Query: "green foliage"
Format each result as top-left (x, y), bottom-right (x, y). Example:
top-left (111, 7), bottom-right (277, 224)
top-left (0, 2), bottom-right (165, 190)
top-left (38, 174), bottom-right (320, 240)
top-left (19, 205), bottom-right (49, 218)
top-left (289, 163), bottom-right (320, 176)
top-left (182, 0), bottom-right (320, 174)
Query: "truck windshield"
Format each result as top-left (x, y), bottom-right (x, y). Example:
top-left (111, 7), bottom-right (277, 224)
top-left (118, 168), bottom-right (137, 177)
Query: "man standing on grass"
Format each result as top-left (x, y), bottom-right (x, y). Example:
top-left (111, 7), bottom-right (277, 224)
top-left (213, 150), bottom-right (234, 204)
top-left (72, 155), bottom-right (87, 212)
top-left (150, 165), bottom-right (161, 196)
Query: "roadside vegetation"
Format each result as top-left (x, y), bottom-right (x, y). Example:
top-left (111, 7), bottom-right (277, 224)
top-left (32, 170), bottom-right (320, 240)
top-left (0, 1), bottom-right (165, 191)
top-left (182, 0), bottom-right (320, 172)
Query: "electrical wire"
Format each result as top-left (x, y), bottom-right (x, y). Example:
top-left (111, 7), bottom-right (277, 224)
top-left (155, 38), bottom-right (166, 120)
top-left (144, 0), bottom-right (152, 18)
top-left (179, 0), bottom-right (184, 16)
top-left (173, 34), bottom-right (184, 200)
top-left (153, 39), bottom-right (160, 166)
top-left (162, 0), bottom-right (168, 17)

=======

Exercise goal -
Please convert every line of all the items above into a Markdown table with the columns "No." and "Text", numbering the rows in order and leaving out blank lines.

Result below -
| No. | Text |
|---|---|
| 1 | Query: "green foliage" |
| 2 | Format each result as top-left (x, y), bottom-right (x, y). Example: |
| 3 | top-left (111, 7), bottom-right (277, 224) |
| 4 | top-left (0, 2), bottom-right (165, 190) |
| 5 | top-left (38, 174), bottom-right (320, 240) |
| 6 | top-left (19, 205), bottom-right (49, 218) |
| 7 | top-left (289, 163), bottom-right (320, 176) |
| 8 | top-left (182, 0), bottom-right (320, 174) |
| 9 | Query: "truck windshield" |
| 10 | Format each result as top-left (x, y), bottom-right (x, y). Example: |
| 11 | top-left (111, 7), bottom-right (277, 224) |
| 12 | top-left (118, 168), bottom-right (137, 177) |
| 13 | Query: "man standing on grass" |
| 14 | Format each result as top-left (x, y), bottom-right (x, y). Example: |
| 15 | top-left (111, 7), bottom-right (277, 224) |
| 16 | top-left (213, 150), bottom-right (234, 204) |
| 17 | top-left (72, 155), bottom-right (87, 212) |
| 18 | top-left (150, 165), bottom-right (161, 196) |
| 19 | Query: "roadside vegetation" |
| 20 | Format each result as top-left (x, y), bottom-right (x, y). Example: |
| 21 | top-left (111, 7), bottom-right (277, 224) |
| 22 | top-left (32, 170), bottom-right (320, 240) |
| 23 | top-left (0, 1), bottom-right (165, 191) |
| 24 | top-left (182, 0), bottom-right (320, 172) |
| 25 | Query: "electrical wire" |
| 26 | Format each result as top-left (x, y), bottom-right (x, y). Example: |
| 27 | top-left (111, 7), bottom-right (277, 224) |
| 28 | top-left (155, 38), bottom-right (166, 120) |
| 29 | top-left (144, 0), bottom-right (152, 18) |
| 30 | top-left (179, 0), bottom-right (184, 16) |
| 31 | top-left (173, 34), bottom-right (184, 200) |
| 32 | top-left (153, 39), bottom-right (160, 166) |
| 33 | top-left (162, 0), bottom-right (168, 17) |